**Exercise prompt**
Below are some records; retype all of them exactly.

**Dataset**
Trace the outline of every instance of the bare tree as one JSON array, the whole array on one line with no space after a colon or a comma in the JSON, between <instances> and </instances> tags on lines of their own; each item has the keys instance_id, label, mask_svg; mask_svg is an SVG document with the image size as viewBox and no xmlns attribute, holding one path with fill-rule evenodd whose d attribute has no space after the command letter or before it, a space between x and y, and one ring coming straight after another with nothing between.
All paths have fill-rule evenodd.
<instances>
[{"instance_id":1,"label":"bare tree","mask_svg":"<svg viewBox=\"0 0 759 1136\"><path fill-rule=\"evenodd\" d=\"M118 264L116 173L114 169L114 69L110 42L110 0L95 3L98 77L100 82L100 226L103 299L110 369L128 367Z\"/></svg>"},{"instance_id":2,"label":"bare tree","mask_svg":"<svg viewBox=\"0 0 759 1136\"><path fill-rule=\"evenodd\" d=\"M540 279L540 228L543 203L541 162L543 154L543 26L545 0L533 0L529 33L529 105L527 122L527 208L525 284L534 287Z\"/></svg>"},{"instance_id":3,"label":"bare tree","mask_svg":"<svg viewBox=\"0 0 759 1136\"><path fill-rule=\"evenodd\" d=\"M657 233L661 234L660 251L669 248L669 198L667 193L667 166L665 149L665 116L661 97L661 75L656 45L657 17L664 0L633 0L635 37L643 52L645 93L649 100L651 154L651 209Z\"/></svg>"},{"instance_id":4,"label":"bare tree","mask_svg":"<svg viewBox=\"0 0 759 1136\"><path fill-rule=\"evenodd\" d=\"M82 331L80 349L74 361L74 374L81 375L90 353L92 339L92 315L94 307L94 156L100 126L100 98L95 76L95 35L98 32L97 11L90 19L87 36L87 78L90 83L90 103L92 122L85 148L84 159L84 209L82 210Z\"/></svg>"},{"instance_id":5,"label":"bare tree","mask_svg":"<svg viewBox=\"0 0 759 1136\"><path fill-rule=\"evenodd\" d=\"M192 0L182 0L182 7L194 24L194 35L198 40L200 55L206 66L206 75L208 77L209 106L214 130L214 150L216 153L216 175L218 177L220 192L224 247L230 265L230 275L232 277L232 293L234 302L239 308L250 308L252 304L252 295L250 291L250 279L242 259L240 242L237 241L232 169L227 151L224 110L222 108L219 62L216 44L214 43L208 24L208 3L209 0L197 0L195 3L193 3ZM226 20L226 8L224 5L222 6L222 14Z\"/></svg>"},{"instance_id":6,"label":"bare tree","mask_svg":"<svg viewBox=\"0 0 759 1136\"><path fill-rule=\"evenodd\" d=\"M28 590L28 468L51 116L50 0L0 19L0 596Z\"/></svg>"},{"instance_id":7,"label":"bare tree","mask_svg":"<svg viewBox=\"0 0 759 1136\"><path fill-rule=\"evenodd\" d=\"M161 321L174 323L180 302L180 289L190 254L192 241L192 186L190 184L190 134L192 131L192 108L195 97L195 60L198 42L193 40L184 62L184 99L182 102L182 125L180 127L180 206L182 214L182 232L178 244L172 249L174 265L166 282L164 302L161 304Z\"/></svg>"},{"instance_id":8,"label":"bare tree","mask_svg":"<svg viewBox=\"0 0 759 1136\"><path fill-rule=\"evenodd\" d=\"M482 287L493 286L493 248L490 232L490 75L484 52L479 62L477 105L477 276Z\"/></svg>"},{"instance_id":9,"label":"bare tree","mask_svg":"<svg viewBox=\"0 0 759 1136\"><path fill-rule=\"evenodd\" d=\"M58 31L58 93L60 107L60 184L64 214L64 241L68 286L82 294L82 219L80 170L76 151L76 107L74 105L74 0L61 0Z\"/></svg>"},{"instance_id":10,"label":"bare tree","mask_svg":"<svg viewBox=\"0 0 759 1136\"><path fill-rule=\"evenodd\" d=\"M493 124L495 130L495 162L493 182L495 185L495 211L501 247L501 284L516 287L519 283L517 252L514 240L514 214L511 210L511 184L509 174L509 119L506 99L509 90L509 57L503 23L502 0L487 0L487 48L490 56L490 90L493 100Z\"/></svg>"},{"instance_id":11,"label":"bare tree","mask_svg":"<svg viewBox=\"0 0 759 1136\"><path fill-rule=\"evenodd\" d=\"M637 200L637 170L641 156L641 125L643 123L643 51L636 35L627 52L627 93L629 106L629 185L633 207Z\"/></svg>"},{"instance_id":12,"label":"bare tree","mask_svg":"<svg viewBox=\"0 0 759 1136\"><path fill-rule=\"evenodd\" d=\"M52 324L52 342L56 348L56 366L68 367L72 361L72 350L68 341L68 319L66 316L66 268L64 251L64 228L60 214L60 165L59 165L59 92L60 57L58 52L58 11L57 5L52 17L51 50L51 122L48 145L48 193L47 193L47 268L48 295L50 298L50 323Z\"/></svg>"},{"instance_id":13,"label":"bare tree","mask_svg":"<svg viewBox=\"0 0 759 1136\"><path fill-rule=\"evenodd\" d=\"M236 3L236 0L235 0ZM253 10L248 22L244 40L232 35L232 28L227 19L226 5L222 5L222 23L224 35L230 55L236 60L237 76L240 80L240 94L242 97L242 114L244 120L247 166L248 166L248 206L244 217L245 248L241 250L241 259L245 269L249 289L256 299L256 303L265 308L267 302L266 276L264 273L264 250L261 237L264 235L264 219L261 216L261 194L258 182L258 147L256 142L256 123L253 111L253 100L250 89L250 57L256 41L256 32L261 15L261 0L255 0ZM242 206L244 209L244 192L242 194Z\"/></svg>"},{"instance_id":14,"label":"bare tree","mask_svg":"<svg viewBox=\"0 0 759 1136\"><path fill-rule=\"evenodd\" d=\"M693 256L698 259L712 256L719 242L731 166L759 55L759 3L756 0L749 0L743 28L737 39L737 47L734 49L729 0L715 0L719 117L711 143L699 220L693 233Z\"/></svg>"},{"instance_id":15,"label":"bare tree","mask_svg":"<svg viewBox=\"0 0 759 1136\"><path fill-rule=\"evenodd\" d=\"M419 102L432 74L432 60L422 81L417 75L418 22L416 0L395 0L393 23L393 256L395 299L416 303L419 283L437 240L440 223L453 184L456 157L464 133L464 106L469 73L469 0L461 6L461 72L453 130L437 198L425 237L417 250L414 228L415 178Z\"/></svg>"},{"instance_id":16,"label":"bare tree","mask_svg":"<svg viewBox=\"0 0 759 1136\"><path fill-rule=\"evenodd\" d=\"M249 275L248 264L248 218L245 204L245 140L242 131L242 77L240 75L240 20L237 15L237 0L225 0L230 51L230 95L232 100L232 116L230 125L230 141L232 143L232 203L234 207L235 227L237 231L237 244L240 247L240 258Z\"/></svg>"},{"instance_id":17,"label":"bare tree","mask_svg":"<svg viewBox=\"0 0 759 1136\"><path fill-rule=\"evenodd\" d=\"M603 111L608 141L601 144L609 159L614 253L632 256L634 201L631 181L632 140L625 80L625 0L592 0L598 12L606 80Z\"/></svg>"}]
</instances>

**Task output**
Trace the outline of every instance of the bare tree as one JSON array, the whole array on one line with no space after a colon or a comma in the JSON, between <instances> and </instances> tags on lines of their own; each item has the keys instance_id, label, mask_svg; mask_svg is an SVG document with the image size as viewBox and no xmlns attribute, holding one path with fill-rule evenodd whose d attribute has no space after the command letter or before it, a space between x and y, and one ring coming straight after another with nothing between.
All paths have fill-rule evenodd.
<instances>
[{"instance_id":1,"label":"bare tree","mask_svg":"<svg viewBox=\"0 0 759 1136\"><path fill-rule=\"evenodd\" d=\"M118 264L116 173L114 169L114 69L110 42L110 0L95 3L98 77L100 82L100 226L103 299L110 369L128 367Z\"/></svg>"},{"instance_id":2,"label":"bare tree","mask_svg":"<svg viewBox=\"0 0 759 1136\"><path fill-rule=\"evenodd\" d=\"M540 279L540 228L543 203L541 162L543 154L543 26L545 0L533 0L529 33L529 105L527 122L527 208L525 284L534 287Z\"/></svg>"},{"instance_id":3,"label":"bare tree","mask_svg":"<svg viewBox=\"0 0 759 1136\"><path fill-rule=\"evenodd\" d=\"M657 233L661 234L660 251L669 248L669 198L667 193L667 166L665 149L665 116L661 97L661 75L656 45L657 17L664 0L633 0L635 37L643 52L645 93L649 100L651 154L651 209Z\"/></svg>"},{"instance_id":4,"label":"bare tree","mask_svg":"<svg viewBox=\"0 0 759 1136\"><path fill-rule=\"evenodd\" d=\"M82 331L80 349L74 361L74 374L81 375L90 353L92 339L92 315L94 307L94 156L100 126L100 98L95 76L95 35L98 32L97 11L90 19L87 36L87 78L90 83L90 103L92 122L85 148L84 159L84 209L82 210Z\"/></svg>"},{"instance_id":5,"label":"bare tree","mask_svg":"<svg viewBox=\"0 0 759 1136\"><path fill-rule=\"evenodd\" d=\"M192 0L182 0L182 7L194 24L194 35L198 40L200 55L206 66L206 75L208 77L209 106L214 130L214 150L216 153L216 175L218 177L220 192L224 247L230 265L230 275L232 277L232 293L234 302L239 308L250 308L252 304L252 295L250 291L250 279L242 259L240 242L237 241L232 169L227 151L224 110L222 108L219 62L216 44L214 43L208 24L208 3L209 0L197 0L195 3L193 3ZM226 20L226 8L224 5L222 6L222 14Z\"/></svg>"},{"instance_id":6,"label":"bare tree","mask_svg":"<svg viewBox=\"0 0 759 1136\"><path fill-rule=\"evenodd\" d=\"M28 590L28 468L51 116L50 0L0 19L0 596Z\"/></svg>"},{"instance_id":7,"label":"bare tree","mask_svg":"<svg viewBox=\"0 0 759 1136\"><path fill-rule=\"evenodd\" d=\"M161 321L174 323L180 302L180 289L190 254L192 241L192 186L190 184L190 134L192 131L192 108L195 97L195 60L198 42L193 40L184 62L184 99L182 102L182 125L180 127L180 206L182 214L182 232L178 244L172 249L174 265L166 282L164 302L161 304Z\"/></svg>"},{"instance_id":8,"label":"bare tree","mask_svg":"<svg viewBox=\"0 0 759 1136\"><path fill-rule=\"evenodd\" d=\"M482 287L493 286L493 248L490 232L490 75L484 52L479 62L477 105L477 276Z\"/></svg>"},{"instance_id":9,"label":"bare tree","mask_svg":"<svg viewBox=\"0 0 759 1136\"><path fill-rule=\"evenodd\" d=\"M58 31L58 93L60 107L60 184L64 214L64 241L68 286L82 294L82 219L80 170L76 151L76 107L74 105L74 0L61 0Z\"/></svg>"},{"instance_id":10,"label":"bare tree","mask_svg":"<svg viewBox=\"0 0 759 1136\"><path fill-rule=\"evenodd\" d=\"M493 124L495 130L495 162L493 182L495 185L495 211L501 247L501 284L516 287L519 283L517 252L514 240L514 214L511 210L511 184L509 174L509 119L506 99L509 90L509 57L503 23L502 0L487 0L487 48L490 56L490 90L493 100Z\"/></svg>"},{"instance_id":11,"label":"bare tree","mask_svg":"<svg viewBox=\"0 0 759 1136\"><path fill-rule=\"evenodd\" d=\"M637 200L637 170L641 156L641 125L643 123L643 51L636 35L627 52L627 93L629 106L629 185L633 207Z\"/></svg>"},{"instance_id":12,"label":"bare tree","mask_svg":"<svg viewBox=\"0 0 759 1136\"><path fill-rule=\"evenodd\" d=\"M52 324L52 342L56 348L56 366L68 367L72 361L72 350L68 341L68 319L66 316L66 268L64 251L64 228L60 214L60 165L59 165L59 92L60 57L58 52L58 11L57 5L52 17L51 50L51 122L48 145L48 193L47 193L47 268L48 295L50 298L50 323Z\"/></svg>"},{"instance_id":13,"label":"bare tree","mask_svg":"<svg viewBox=\"0 0 759 1136\"><path fill-rule=\"evenodd\" d=\"M236 3L236 0L235 0ZM253 10L248 22L244 40L232 35L232 28L227 19L226 5L222 5L222 23L224 35L230 55L236 60L237 76L240 80L240 94L242 97L242 114L244 120L247 166L248 166L248 206L244 217L245 248L241 250L241 259L245 269L249 289L256 299L256 303L265 308L267 302L266 276L264 273L264 250L261 237L264 235L264 219L261 216L261 194L258 182L258 147L256 142L256 123L253 111L253 100L250 89L250 57L256 41L256 32L261 15L261 0L255 0ZM242 206L244 209L244 192L242 194Z\"/></svg>"},{"instance_id":14,"label":"bare tree","mask_svg":"<svg viewBox=\"0 0 759 1136\"><path fill-rule=\"evenodd\" d=\"M693 256L698 259L712 256L719 242L731 166L759 55L759 3L756 0L749 0L743 28L737 39L737 47L734 49L729 0L715 0L719 117L711 143L699 220L693 233Z\"/></svg>"},{"instance_id":15,"label":"bare tree","mask_svg":"<svg viewBox=\"0 0 759 1136\"><path fill-rule=\"evenodd\" d=\"M419 102L432 74L432 60L422 81L417 75L418 22L416 0L395 0L393 23L393 256L395 299L416 303L419 283L437 240L440 223L453 184L456 157L464 133L464 106L469 73L469 0L461 6L461 72L453 130L437 198L425 237L417 250L414 228L415 178Z\"/></svg>"},{"instance_id":16,"label":"bare tree","mask_svg":"<svg viewBox=\"0 0 759 1136\"><path fill-rule=\"evenodd\" d=\"M249 275L248 264L248 218L245 204L245 140L242 131L242 77L240 75L240 20L237 15L237 0L225 0L230 51L230 95L232 100L232 116L230 125L230 141L232 143L232 203L234 207L235 227L237 231L237 244L240 247L240 258Z\"/></svg>"},{"instance_id":17,"label":"bare tree","mask_svg":"<svg viewBox=\"0 0 759 1136\"><path fill-rule=\"evenodd\" d=\"M603 111L608 141L601 144L609 159L614 253L632 256L634 201L631 181L632 140L625 80L625 0L592 0L598 12L606 80Z\"/></svg>"}]
</instances>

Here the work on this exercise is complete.